--- PROBLEM REQUIREMENTS ---
Beneath this line is the data. Output exactly the lines from the line with "233L191 351L219 401L263" to the line with "positive clicks: (257, 424)", both ends included, and nothing more.

--- SOURCE DATA ---
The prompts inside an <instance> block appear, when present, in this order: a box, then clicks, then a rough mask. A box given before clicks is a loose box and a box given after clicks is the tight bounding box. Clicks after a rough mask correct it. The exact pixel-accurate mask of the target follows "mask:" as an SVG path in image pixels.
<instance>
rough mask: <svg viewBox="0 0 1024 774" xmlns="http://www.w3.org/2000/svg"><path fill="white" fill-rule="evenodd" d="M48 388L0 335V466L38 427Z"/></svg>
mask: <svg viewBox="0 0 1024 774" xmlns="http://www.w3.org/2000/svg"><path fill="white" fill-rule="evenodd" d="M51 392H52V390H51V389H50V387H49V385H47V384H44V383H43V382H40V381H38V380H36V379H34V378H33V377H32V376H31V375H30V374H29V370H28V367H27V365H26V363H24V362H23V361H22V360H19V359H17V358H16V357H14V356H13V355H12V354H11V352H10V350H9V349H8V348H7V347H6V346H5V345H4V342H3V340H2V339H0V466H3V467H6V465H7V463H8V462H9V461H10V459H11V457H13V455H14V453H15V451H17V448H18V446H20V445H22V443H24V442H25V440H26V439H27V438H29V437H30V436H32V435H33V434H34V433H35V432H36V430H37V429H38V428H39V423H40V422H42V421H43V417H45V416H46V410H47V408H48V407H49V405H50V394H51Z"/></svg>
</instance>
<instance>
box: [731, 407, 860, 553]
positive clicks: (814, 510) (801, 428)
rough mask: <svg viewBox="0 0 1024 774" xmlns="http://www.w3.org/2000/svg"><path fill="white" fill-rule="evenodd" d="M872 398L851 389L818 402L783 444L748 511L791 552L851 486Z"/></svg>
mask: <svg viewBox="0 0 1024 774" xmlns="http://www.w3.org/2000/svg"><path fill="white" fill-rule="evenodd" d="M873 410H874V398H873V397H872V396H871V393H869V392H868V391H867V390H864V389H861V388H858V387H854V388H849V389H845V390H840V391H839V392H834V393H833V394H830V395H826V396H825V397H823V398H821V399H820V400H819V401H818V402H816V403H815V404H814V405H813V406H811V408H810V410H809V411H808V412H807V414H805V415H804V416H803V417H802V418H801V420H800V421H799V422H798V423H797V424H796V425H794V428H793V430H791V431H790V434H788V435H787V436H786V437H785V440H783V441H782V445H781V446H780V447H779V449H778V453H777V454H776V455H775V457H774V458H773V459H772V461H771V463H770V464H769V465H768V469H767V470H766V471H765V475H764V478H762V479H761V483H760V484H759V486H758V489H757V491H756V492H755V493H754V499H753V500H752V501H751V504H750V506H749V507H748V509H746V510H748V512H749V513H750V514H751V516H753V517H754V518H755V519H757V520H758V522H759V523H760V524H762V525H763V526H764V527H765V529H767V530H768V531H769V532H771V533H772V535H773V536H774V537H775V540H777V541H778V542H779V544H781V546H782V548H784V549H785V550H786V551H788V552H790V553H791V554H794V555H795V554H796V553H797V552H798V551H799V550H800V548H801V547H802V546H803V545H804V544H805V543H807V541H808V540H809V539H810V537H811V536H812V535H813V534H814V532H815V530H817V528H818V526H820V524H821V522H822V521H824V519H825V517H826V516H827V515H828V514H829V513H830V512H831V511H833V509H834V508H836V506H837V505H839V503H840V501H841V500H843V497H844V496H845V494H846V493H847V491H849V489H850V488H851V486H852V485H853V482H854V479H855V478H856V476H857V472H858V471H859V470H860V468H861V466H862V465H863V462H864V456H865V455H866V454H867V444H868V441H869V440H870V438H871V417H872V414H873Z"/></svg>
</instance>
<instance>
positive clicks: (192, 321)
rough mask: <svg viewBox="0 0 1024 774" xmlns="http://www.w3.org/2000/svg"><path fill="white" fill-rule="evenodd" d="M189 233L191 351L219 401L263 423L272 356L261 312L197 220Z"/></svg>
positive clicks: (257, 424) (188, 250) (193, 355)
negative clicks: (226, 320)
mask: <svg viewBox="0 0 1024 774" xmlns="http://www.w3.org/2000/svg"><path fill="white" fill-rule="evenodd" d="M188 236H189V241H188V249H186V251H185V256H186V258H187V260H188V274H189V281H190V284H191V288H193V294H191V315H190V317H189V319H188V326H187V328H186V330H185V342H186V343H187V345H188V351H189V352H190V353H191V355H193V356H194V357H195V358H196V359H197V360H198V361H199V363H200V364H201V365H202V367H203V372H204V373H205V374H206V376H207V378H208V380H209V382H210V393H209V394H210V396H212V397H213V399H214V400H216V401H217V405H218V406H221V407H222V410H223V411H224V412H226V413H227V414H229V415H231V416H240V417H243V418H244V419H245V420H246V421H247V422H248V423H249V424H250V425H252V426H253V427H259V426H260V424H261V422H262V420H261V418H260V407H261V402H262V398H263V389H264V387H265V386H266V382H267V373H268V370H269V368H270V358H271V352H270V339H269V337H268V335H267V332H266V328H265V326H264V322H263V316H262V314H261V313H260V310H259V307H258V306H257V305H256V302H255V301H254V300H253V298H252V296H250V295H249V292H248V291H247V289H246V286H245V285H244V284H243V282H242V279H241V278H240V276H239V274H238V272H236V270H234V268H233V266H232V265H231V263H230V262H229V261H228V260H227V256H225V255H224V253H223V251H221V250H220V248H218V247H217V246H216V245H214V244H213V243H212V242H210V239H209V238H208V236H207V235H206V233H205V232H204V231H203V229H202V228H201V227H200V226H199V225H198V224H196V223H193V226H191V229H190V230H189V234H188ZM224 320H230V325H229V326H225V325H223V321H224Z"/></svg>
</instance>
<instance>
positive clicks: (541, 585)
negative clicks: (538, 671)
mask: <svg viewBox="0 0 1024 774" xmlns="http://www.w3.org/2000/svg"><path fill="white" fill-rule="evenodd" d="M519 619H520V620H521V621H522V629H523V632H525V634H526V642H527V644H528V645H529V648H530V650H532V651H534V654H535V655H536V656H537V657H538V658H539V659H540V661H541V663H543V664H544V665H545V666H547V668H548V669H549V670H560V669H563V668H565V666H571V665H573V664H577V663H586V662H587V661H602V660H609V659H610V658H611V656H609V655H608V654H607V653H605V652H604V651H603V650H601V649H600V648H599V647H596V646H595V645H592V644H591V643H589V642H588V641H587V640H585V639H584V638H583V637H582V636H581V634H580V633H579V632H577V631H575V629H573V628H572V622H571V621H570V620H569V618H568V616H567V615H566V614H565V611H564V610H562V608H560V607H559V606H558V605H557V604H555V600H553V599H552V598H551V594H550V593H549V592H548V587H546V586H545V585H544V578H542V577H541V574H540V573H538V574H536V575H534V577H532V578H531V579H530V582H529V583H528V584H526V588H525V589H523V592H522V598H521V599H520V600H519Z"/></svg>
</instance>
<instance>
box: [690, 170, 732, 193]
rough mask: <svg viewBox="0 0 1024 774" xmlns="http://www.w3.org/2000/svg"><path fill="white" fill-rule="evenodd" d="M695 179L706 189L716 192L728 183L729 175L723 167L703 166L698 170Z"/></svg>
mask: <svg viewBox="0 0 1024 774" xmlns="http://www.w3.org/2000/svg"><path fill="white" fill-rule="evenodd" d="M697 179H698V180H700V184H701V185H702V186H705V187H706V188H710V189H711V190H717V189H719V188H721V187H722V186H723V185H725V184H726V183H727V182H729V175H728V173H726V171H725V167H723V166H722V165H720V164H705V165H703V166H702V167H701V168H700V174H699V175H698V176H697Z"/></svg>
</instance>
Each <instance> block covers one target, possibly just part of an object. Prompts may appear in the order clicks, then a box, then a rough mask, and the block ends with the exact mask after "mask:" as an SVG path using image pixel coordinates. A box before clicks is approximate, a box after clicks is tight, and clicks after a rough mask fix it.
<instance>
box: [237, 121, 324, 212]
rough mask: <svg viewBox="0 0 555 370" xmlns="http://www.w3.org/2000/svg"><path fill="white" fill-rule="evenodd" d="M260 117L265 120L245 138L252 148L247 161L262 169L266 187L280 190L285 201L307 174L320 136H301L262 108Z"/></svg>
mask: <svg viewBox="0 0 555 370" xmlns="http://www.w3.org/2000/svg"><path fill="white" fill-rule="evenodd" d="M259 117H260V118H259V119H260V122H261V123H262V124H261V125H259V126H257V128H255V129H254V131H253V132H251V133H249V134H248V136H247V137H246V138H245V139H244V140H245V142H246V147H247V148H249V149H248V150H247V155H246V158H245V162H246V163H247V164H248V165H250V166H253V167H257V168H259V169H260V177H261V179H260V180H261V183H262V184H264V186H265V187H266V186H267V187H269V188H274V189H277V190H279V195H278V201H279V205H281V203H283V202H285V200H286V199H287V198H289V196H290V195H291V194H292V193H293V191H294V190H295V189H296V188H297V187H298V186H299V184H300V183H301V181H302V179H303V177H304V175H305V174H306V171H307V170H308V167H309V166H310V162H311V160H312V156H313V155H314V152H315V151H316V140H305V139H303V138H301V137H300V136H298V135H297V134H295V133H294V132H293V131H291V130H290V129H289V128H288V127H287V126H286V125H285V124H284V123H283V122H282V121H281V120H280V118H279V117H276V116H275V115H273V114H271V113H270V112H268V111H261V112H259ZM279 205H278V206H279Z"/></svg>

--- ANSWER BOX ---
rough mask: <svg viewBox="0 0 1024 774" xmlns="http://www.w3.org/2000/svg"><path fill="white" fill-rule="evenodd" d="M189 233L191 351L219 401L263 423L272 356L261 312L197 220Z"/></svg>
positive clicks: (257, 424) (188, 250) (193, 355)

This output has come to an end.